PROMPT:
What you return must match the records word for word, except that images are dropped.
AVAILABLE DATA Block Start
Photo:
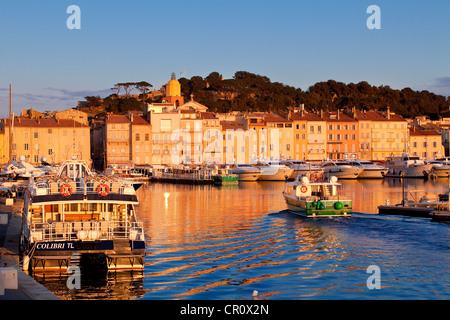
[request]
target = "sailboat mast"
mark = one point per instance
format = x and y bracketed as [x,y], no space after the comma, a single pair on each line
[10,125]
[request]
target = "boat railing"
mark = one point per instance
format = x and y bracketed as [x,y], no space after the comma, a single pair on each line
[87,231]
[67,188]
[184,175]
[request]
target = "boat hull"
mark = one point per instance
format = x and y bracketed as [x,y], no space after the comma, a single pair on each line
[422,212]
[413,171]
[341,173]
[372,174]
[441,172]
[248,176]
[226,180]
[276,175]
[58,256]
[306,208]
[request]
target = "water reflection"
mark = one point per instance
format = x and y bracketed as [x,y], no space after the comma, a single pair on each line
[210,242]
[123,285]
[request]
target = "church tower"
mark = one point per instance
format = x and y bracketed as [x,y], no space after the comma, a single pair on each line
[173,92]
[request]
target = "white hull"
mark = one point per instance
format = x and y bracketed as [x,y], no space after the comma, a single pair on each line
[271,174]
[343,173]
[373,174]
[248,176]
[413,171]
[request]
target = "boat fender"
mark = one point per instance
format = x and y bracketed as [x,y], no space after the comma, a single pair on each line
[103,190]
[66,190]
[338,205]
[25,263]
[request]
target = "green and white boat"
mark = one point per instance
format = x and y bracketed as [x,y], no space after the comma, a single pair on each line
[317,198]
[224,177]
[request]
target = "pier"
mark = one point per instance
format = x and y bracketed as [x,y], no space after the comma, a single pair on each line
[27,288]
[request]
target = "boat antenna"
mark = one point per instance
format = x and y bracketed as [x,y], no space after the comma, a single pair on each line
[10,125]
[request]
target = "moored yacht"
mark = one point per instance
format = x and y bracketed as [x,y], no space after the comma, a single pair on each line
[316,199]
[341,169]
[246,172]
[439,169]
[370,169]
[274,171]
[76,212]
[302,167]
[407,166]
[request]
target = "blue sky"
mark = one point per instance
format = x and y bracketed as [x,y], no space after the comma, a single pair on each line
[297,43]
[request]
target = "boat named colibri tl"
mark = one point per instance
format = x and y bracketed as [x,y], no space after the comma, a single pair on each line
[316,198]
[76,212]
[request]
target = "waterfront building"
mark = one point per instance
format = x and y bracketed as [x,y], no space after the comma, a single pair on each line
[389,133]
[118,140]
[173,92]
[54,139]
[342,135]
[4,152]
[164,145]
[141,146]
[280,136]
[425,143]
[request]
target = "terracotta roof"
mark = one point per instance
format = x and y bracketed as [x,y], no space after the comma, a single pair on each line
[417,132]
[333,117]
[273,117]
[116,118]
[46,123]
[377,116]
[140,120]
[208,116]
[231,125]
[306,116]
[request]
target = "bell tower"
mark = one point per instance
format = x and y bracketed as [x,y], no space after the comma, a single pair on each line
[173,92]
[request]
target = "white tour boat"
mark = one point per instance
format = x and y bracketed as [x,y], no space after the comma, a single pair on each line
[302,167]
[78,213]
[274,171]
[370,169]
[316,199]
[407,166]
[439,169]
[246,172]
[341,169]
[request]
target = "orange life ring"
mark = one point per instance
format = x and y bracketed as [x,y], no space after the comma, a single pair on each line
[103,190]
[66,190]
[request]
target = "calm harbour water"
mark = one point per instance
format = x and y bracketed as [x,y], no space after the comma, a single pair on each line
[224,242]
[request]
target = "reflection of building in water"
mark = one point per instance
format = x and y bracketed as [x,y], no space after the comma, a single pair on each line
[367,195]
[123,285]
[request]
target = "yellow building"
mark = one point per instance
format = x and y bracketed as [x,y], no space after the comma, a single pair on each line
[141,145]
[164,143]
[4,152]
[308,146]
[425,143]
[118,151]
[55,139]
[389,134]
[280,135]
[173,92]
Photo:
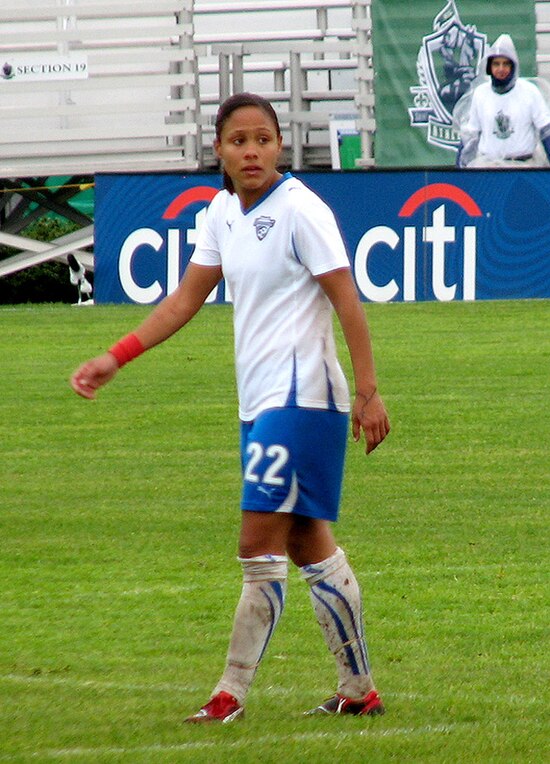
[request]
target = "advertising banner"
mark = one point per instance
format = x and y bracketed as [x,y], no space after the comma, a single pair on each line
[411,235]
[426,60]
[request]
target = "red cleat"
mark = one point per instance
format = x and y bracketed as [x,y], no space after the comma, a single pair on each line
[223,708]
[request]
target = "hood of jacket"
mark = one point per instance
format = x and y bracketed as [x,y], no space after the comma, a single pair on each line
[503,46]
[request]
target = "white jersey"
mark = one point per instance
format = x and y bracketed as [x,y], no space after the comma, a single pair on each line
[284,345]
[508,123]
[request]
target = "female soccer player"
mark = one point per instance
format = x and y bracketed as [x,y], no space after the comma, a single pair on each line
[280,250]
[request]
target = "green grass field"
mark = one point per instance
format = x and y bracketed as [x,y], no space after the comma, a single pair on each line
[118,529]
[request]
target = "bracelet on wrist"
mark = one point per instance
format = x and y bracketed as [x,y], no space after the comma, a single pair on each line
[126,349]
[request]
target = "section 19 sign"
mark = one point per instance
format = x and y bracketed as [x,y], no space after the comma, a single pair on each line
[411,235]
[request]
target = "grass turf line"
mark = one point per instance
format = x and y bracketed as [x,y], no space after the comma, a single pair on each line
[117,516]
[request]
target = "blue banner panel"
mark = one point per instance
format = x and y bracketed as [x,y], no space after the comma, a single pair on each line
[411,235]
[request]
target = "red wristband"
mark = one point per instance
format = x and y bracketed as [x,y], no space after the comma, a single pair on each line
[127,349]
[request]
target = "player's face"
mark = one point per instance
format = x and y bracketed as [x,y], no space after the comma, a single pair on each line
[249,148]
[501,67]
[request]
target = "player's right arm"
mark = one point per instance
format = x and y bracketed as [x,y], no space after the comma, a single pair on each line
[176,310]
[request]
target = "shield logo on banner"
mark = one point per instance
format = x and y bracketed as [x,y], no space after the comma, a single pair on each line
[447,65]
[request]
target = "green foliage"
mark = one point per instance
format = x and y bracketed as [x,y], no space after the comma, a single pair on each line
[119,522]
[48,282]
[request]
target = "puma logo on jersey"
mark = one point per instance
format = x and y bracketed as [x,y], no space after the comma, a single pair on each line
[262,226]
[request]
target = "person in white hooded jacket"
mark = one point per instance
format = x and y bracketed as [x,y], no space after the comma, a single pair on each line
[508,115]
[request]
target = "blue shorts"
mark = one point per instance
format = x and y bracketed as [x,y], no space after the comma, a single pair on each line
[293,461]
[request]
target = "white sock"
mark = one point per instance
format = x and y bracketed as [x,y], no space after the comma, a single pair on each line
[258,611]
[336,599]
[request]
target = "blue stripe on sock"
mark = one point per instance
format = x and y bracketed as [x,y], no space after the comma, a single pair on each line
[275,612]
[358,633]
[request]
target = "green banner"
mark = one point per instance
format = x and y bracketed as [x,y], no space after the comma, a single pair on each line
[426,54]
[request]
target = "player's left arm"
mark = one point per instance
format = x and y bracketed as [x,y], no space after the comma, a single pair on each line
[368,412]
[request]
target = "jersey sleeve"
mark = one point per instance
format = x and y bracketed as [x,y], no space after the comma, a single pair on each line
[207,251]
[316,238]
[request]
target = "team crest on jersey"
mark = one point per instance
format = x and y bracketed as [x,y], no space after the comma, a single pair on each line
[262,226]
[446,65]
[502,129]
AVAILABLE DATA Block End
FINAL ANSWER:
Photo:
[request]
target = "sailboat mast"
mark = one point per instance
format = x and y bracketed as [x,y], no space after the comma, a single pair on each line
[10,125]
[request]
target = "boat railing"
mark = one point per instance
format = x and y bracketed as [x,y], no space after the comma, a single pair on each line
[87,231]
[67,188]
[184,175]
[request]
target = "boat hull"
mark = one point per instance
format = x and y bracketed as [x,y], no space after the comma, a single pair on each line
[422,212]
[413,171]
[341,173]
[372,174]
[441,172]
[248,176]
[226,180]
[276,175]
[58,256]
[306,208]
[request]
target = "water reflection"
mark = one point per instance
format = x and y bracketed as [x,y], no space after the comma, a single pair on each line
[210,242]
[123,285]
[request]
target = "church tower"
mark = one point per instance
format = x and y bracketed as [x,y], no space after the comma, a single pair on each line
[173,92]
[request]
target = "white hull"
mark = one point per instance
format = x and y bracketed as [x,y], no space after the comma, a single pair on each line
[271,174]
[343,173]
[373,174]
[248,176]
[413,171]
[request]
target = "boat fender"
mark = one point per instance
format = x and y bracketed as [x,y], no space after the comma, a single pair on each line
[103,190]
[66,190]
[338,205]
[25,263]
[request]
target = "green and white boat"
mark = one point per instance
format = x and y bracketed as [x,y], no space after the comma, a single pair on each line
[317,198]
[224,177]
[request]
target = "pier"
mark = one point per instance
format = x and y bracketed as [x,y], no space after the comma, a single pair on each line
[27,288]
[request]
target = "boat antenna"
mark = one point per instance
format = x and y bracketed as [x,y], no space after the comma, a single pair on each line
[10,125]
[request]
target = "moored yacht"
mark = one point per instance
format = x and y bracketed as [x,y], no space after the comma, a single pair on each line
[316,199]
[341,169]
[246,172]
[439,169]
[370,169]
[274,171]
[76,212]
[302,167]
[407,166]
[request]
target = "blue sky"
mark = one point per instance
format = x and y bracketed as [x,y], no space after the comma, a single pair on each line
[297,43]
[request]
target = "boat named colibri tl"
mark = one point per instance
format = x and y bracketed as [x,y], no space after the comma, a single pair on each line
[316,198]
[76,212]
[request]
target = "waterfront building"
mark = one point per instance
format = x and y bracketed as [x,y], no space after the comma, a single pair on each line
[389,133]
[118,140]
[173,92]
[54,139]
[342,135]
[4,152]
[164,145]
[141,146]
[280,136]
[425,143]
[request]
target = "terracotta roof"
mark = one point per instance
format = x and y bracketed as [x,y], no space after the comma, a single pair on each line
[417,132]
[333,117]
[273,117]
[116,118]
[46,123]
[377,116]
[140,120]
[208,116]
[231,125]
[306,116]
[request]
target = "bell tower"
mark = one point per instance
format = x and y bracketed as [x,y], no space after the comma, a single pair on each line
[173,92]
[request]
target = "white tour boat"
mark = one point per instance
format = x and y bracketed as [x,y], no space after the comma, a single pair on each line
[302,167]
[78,213]
[274,171]
[370,169]
[316,199]
[407,166]
[439,169]
[246,172]
[341,169]
[request]
target = "orange life ring"
mark = one point per instance
format = x and y bracketed as [x,y], no space after the comma, a single pair on each line
[103,190]
[66,190]
[request]
target = "calm harbour water"
mark = one point per instance
format = x and y bracketed as [x,y], no space after the comma, a single pair on each line
[224,242]
[request]
target = "reflection of building in water"
mark = one point per instance
format = x and y bracketed as [x,y], no space after the comma, a single pair on each line
[367,195]
[123,285]
[request]
target = "yellow building"
mark = one point per instance
format = x and y bracketed as [x,y], no space after the comma, a single pair on each line
[141,145]
[164,143]
[4,152]
[308,146]
[425,143]
[118,151]
[55,139]
[389,134]
[280,135]
[173,92]
Photo:
[request]
target = "advertising banner"
mark = one point per instance
format = x and y bracketed as [x,y], no space after the comma, a single pair on each line
[411,235]
[426,60]
[request]
target = "red cleat"
mark = one point per instance
format = x and y bracketed as [x,y], no space after the comma, a single pair on each line
[223,708]
[request]
target = "hood of jacket"
mark = one point per instance
format = x and y bracketed as [x,y], no space after the comma, a single pair on each line
[503,46]
[request]
target = "white jersey"
mark = one point per instance
format = x and y bracketed as [x,y], no space after the comma, a single pair on each line
[284,345]
[508,123]
[request]
target = "female soccer player"
mark = one point per instance
format = x and y bracketed as [x,y], no space after the comma, a single pair on each line
[280,250]
[request]
target = "green grass field"
mark = one point per instance
format = x and y bracketed as [x,y], no space after the comma, a single pair on each line
[118,529]
[request]
target = "bracelet on wrist"
mark = one point per instance
format = x and y bracketed as [x,y], no space after the comma, a single pair on each line
[126,349]
[request]
target = "section 19 sign"
mark = one point per instance
format = x and y bracketed as [x,y], no space after the comma, a single pair on each line
[411,235]
[request]
target = "grass turf line"
mark = one point per instance
format = x and y bracketed as [x,y], no space after the comma, a single pair on each line
[117,516]
[request]
target = "blue banner panel"
mark = one point per instance
format = x and y bracketed as [x,y], no space after the comma, a single pair on each line
[411,235]
[request]
target = "red wristband"
mark = one point per instance
format = x and y bracketed as [x,y], no space after the comma, a single pair on each line
[127,349]
[request]
target = "player's face"
mark = one point per instance
format = x and y bracketed as [x,y], no space after the comma, a single pair on each line
[249,148]
[501,67]
[request]
target = "player's right arm"
mark = one point per instance
format = x and y bracketed as [x,y], no space after the comma, a single pair on each line
[176,310]
[request]
target = "shield logo on banner"
mark = one point per instance
format = x and y bracketed as [x,y], no space after the comma, a single pair on each line
[447,65]
[request]
target = "green foliage"
mark = one point per instance
format = x and y bracketed as [x,y], no space after the comma, a single pair on each line
[119,522]
[48,282]
[request]
target = "puma logo on jersey"
mark = one point per instance
format = x and y bracketed as [x,y], no space after the comma, a single pair on each line
[262,226]
[request]
target = "person in white hooded jacket"
mark = one point per instance
format = x and y bracketed as [x,y], no space after the comma, a single pair on each line
[508,115]
[request]
target = "blue shorts"
mark = one point per instance
format = x and y bracketed as [x,y], no space after the comma, a single pair on each line
[293,461]
[request]
target = "white sock"
mark = one point per instance
format = x and y bracketed as [x,y], no space after the comma, a single pair on each line
[258,611]
[336,599]
[request]
target = "blue stripe on sock"
mark = one point per instance
format = x and y bracketed as [x,y], no space after the comma, a single pair on each line
[275,612]
[358,633]
[request]
target = "green banner"
mark = one point per instance
format = x and y bracketed as [x,y], no space after the comma, a single pair on each line
[426,54]
[request]
target = "player's left arm"
mark = one point per instance
format = x and y bracketed as [x,y], no space after the comma, a single pair on each line
[368,412]
[request]
target = "jersey sleeve"
mark = one point per instance
format = x and y bracketed as [x,y], no space after the comma, a single pair on each line
[207,251]
[316,238]
[request]
target = "team crest on jersey"
mark = one point per instance
format = x and y bracketed as [x,y], no space after the comma, a single pair on each line
[262,226]
[446,65]
[502,129]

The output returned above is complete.